## TAREFA 1
Devolva, sem alterar nada, o trecho do texto em estudo que vai de "É que a própria" a "tudo de cambulhada.", ambos incluídos.

## TEXTO EM ESTUDO
__________________________________________________

As pesquisas eleitorais estão a indicar que os
eleitores começam a mostrar cansaço. Fadiga de material. Há doze anos o
lulo-petismo impõe um estilo de governar e de se comunicar que, se teve êxito
como propaganda, demonstra agora fragilidade.
Toda a comunicação política foi centralizada,
criou-se uma rede eficaz de difusão de versões e difamações oficiais pelo país
afora, os assessores de comunicação e blogueiros distribuem comunicados e
conteúdos a granel (pagos pelos cofres públicos e pelas empresas estatais) e se
difundiu o “Brasil Maravilha”, que teria começado em 2002.
Ocorre que a realidade existe e que às vezes se
produz o que os psicólogos chamam de “incongruências cognitivas”. Enquanto os
efeitos das políticas de distribuição de renda (criadas pelos tucanos) eram
novidade e a situação fiscal permitia aumentos salariais sem acarretar
consequências negativas na economia, tudo bem. O cântico de louvor da
propaganda encontrava eco na percepção da população.
Desde as manifestações de junho passado, que
pegaram governo, oposição e sociedade de surpresa, deu para ver que nem tudo ia
bem. A insatisfação estava nas ruas, a despeito das melhorias inegáveis do
consumo popular e de alguns avanços na área social.
É que a própria dinâmica da mobilidade social e da
melhoria de vida, e principalmente o aumento da informação, geram novas
disposições anímicas. As pessoas têm novas aspirações e veem criticamente o que
antes não percebiam. Começam a desejar melhor qualidade, mais acesso aos bens e
serviços e menos desigualdade.
O estopim imediato da reação popular foram os
gastos da Copa, o custo do transporte, a ineficiência, a carestia e a eventual
corrupção nas obras públicas. Ao lado disso, a péssima qualidade do transporte
urbano, da Saúde, da Educação, da segurança, tudo de cambulhada.
Nada
é novo, nem a reação provocada por este mal-estar se orientou, de início,
contra um governo específico ou contra um partido. Significou o rechaço de tudo
que é autoridade. Na medida em que o governo federal reagiu propondo “pactos”,
que não deslancharam, e vestiu a carapuça, a tonalidade política mudou um
pouco.
Mas
o rescaldo dos protestos — e não nos esqueçamos que eles têm causas — foi antes
a criação de um vago sentimento mudancista do que um movimento político com
consciência sobre o que se quer mudar.
Os
donos do poder e da publicidade se aperceberam da situação e se aprestam para
apresentarem-se com máscaras novas. Só que talvez a população queira eleger
gente com maior capacidade organizacional e técnica, que conheça os nós que
apertam o país e saiba como desatá-los. Esta será a batalha eleitoral do ano em
curso.
O
petismo, solidário com os condenados do mensalão a ponto de coletar “vaquinhas”
para pagar as dívidas dos condenados, porá em marcha seus magos para dizer aos eleitores que são capazes da
renovação.

__________________________________________________

## MATERIAL DO EXERCÍCIO
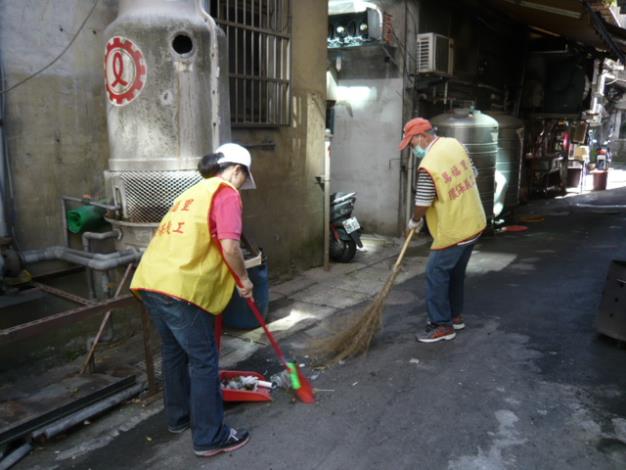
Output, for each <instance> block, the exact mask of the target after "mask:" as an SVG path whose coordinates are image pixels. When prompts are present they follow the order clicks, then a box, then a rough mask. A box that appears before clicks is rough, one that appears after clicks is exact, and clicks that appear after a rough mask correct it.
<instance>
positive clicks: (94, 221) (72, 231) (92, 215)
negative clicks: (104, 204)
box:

__________________________________________________

## TAREFA 2
Reescreva todas as linhas da listagem acima como uma lista numerada, omitindo as linhas em branco. Deixe as imagens de fora da resposta.

## RESPOSTA 1
É que a própria dinâmica da mobilidade social e da
melhoria de vida, e principalmente o aumento da informação, geram novas
disposições anímicas. As pessoas têm novas aspirações e veem criticamente o que
antes não percebiam. Começam a desejar melhor qualidade, mais acesso aos bens e
serviços e menos desigualdade.
O estopim imediato da reação popular foram os
gastos da Copa, o custo do transporte, a ineficiência, a carestia e a eventual
corrupção nas obras públicas. Ao lado disso, a péssima qualidade do transporte
urbano, da Saúde, da Educação, da segurança, tudo de cambulhada.

## RESPOSTA 2
1. Output, for each <instance> block, the exact mask of the target after "mask:" as an SVG path whose coordinates are image pixels. When prompts are present they follow the order clicks, then a box, then a rough mask. A box that appears before clicks is rough, one that appears after clicks is exact, and clicks that appear after a rough mask correct it.
2. <instance>
3. positive clicks: (94, 221) (72, 231) (92, 215)
4. negative clicks: (104, 204)
5. box:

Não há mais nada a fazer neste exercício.